| What needs to be done |
An exact copy of the lines from the one containing "of the calm" to the end of the records below is required, and nothing else.

| Data under study |
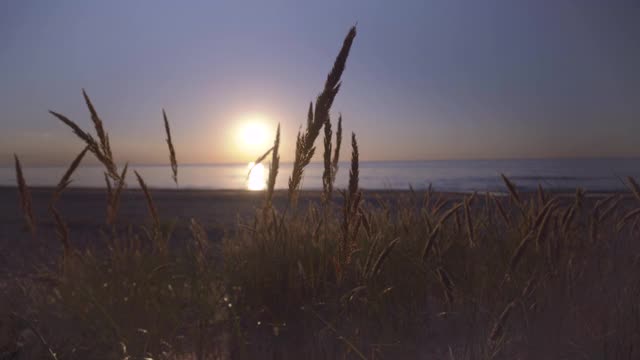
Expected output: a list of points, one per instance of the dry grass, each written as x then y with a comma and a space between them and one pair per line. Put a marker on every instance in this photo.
172, 152
25, 198
369, 276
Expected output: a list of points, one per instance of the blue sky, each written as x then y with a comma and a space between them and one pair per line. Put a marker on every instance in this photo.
425, 79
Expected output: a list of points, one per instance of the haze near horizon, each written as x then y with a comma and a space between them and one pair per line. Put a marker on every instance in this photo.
425, 80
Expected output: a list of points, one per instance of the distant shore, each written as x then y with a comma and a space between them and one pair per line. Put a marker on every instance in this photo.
84, 209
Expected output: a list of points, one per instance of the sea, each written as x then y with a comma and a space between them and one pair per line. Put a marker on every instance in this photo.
596, 175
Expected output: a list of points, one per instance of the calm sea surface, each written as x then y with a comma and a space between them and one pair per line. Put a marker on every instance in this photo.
457, 175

| Response for this exercise |
Expected output: a list of points, one per instance of the calm sea surface, each written as x then y with a comma and a space between them and one pair per line. Put a marker on every instance in this photo.
457, 175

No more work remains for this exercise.